Before: Single Monolithic File

amazon_spider_old.py (534 lines)
├── Proxy management (manual) 
├── User agent rotation (manual)
├── Request retries (manual)
├── Data parsing (fragile)
├── CSV export (buggy)
└── Error handling (prayer-based)

After: Clean Scrapy Architecture

amazon-scrapy-scraper/
├── amazon_scraper/
│   ├── spiders/
│   │   ├── amazon_search.py      (72 lines)
│   │   └── amazon_product.py     (78 lines)
│   ├── settings.py               (31 lines)
│   └── data/                     (auto-generated)
├── requirements.txt              (3 lines)
└── README.md                     (comprehensive docs)

Result: 500+ lines → 150 lines total! 🎉

Key Architectural Decisions

1. Single Responsibility Spiders

Instead of one spider doing everything, I created focused spiders:

Search Spider (amazon_search.py):

class AmazonSearchSpider(scrapy.Spider):
    name = 'amazon_search'

    def start_requests(self):
        keyword_list = ['ipad']
        for keyword in keyword_list:
            url = f'https://www.amazon.com/s?k={keyword}'
            yield scrapy.Request(url=url, callback=self.parse)

    def parse(self, response):
        # Extract search results
        products = response.css('div[data-component-type="s-search-result"]')

#### Exercise instructions:
Answer the following from the Scrapy refactoring text above.
1. How many lines did amazon_spider_old.py contain?
2. How many lines does settings.py contain?
3. Which keyword does the search spider place in keyword_list?

#### Material:
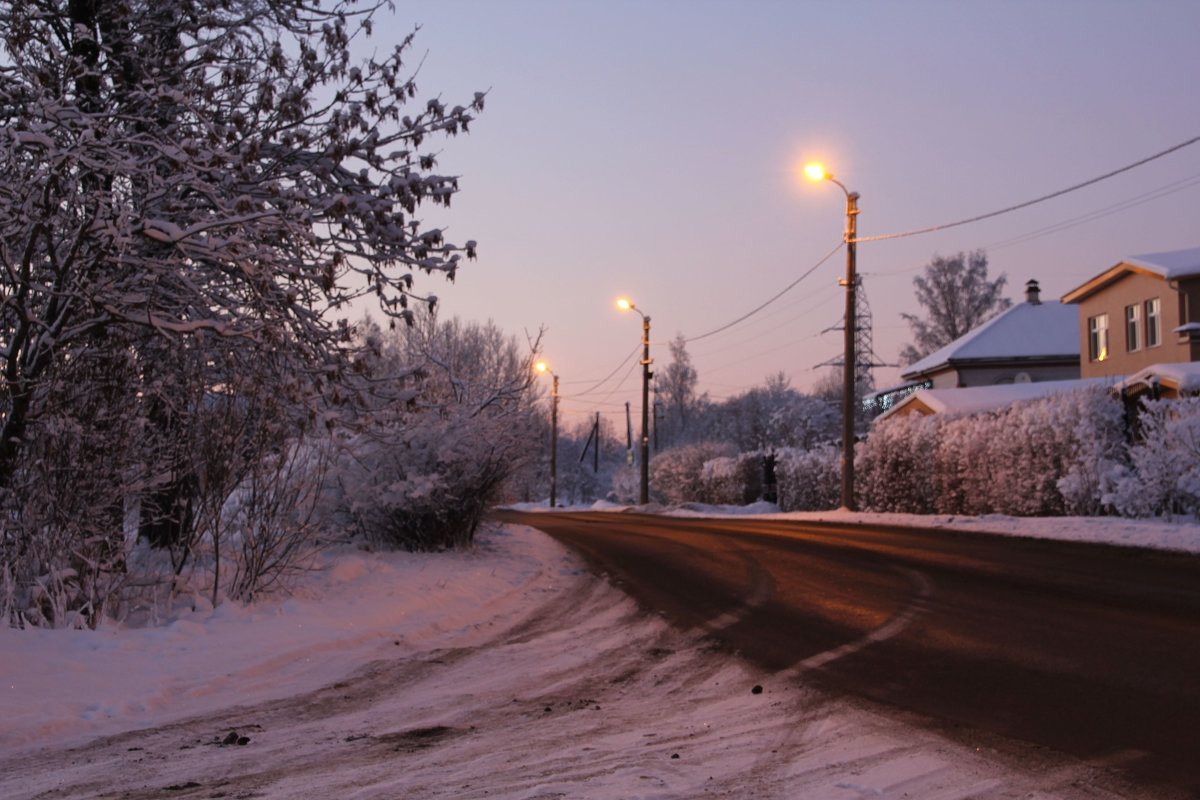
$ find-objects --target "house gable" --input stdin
[1062,248,1200,378]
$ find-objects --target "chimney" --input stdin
[1025,278,1042,306]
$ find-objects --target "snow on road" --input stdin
[0,515,1196,800]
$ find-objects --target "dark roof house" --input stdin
[901,281,1080,389]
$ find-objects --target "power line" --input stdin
[854,136,1200,242]
[684,242,845,342]
[563,342,642,397]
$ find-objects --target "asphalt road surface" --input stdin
[496,511,1200,798]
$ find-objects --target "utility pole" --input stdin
[841,187,858,511]
[640,314,652,505]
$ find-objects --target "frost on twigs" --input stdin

#### Solved exercise:
1. 534 lines
2. 31 lines
3. 'ipad'